Copy word for word the stretch of the records below from the line containing "You are given this photograph. Your task: detect every overcast" through the line containing "[0,52,174,185]", including both of those lines.

**Given data:**
══════════════════════════════
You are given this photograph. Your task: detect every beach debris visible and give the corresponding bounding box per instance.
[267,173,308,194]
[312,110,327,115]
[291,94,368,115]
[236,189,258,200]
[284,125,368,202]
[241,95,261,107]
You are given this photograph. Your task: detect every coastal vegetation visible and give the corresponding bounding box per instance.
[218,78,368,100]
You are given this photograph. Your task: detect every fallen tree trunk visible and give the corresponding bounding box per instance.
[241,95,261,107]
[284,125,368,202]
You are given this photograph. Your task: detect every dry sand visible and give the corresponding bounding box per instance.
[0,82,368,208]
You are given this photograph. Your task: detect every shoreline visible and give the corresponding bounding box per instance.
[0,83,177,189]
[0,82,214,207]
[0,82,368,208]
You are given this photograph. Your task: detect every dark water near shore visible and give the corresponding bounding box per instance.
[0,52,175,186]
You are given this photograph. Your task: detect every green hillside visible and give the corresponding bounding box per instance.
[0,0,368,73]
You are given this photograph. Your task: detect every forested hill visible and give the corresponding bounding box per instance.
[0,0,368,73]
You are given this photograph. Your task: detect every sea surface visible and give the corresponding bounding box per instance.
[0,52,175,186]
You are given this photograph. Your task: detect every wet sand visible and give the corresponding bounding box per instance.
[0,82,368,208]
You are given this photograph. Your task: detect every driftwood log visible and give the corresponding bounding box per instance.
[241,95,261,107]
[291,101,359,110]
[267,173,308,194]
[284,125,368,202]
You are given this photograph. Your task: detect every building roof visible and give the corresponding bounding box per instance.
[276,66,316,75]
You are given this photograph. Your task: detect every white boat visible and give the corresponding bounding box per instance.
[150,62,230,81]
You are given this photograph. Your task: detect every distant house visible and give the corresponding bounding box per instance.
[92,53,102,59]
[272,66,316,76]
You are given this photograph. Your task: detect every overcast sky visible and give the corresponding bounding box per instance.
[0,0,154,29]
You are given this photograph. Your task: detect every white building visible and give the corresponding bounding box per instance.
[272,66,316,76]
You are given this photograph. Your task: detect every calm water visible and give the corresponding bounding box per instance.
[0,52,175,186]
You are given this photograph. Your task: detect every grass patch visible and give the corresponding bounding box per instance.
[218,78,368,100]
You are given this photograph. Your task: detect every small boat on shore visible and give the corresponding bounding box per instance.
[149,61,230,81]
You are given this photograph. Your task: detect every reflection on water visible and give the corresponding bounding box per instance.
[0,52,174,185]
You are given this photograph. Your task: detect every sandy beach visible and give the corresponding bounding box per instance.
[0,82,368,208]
══════════════════════════════
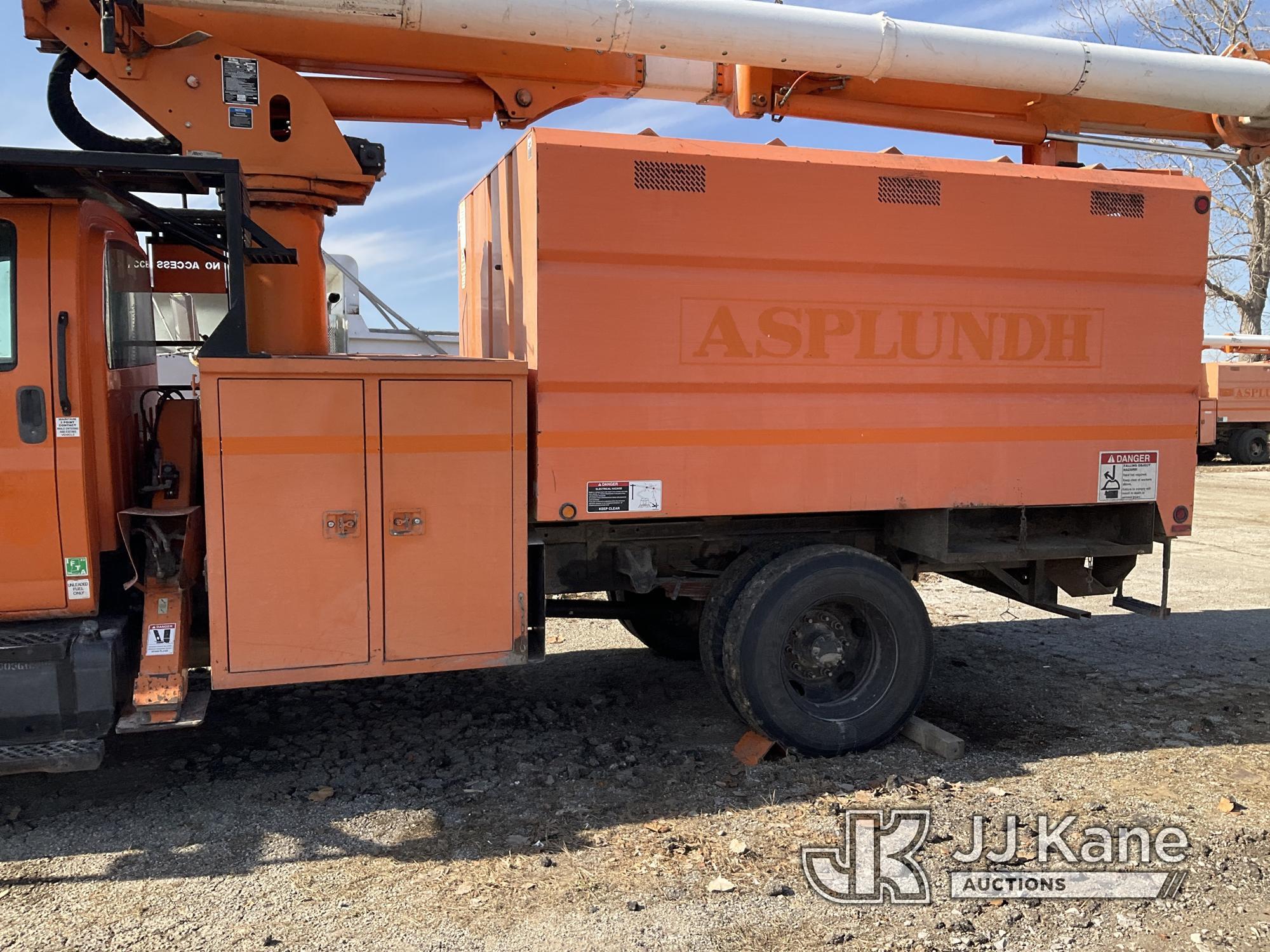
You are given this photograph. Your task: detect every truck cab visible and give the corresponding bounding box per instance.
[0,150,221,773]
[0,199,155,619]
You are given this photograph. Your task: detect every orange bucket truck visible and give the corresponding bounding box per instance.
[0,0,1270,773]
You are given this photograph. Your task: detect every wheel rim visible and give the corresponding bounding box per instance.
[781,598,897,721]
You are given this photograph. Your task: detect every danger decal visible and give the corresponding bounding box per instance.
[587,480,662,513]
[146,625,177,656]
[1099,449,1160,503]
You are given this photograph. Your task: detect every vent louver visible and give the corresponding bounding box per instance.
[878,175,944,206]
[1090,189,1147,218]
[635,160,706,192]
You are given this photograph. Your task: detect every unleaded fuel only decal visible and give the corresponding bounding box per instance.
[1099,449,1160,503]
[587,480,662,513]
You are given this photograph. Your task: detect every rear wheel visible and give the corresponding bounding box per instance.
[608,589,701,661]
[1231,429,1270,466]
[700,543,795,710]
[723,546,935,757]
══════════════════════════════
**Correct answer:**
You are given this photograph. Your task: detect every overcast sky visible and give the corresponding bounding box per instance.
[0,0,154,29]
You are given this photograph. Your task: detect every white building visible and give the corresponding bounding box per instance.
[272,66,316,76]
You are given this photograph. Your task: detect every calm water visible and give the corresponding bounding box per instance.
[0,52,175,186]
You are given this photograph. Your task: detect every grass patch visible and give the corresponding bounding box per instance.
[218,78,368,100]
You are given this photograph. Your task: detect every small boat on shore visible and give the corresponding bounding box per instance.
[149,61,230,81]
You are given this photograph. Your task: detect every reflection on water visible and give the corresponding bounding box per instance.
[0,52,174,185]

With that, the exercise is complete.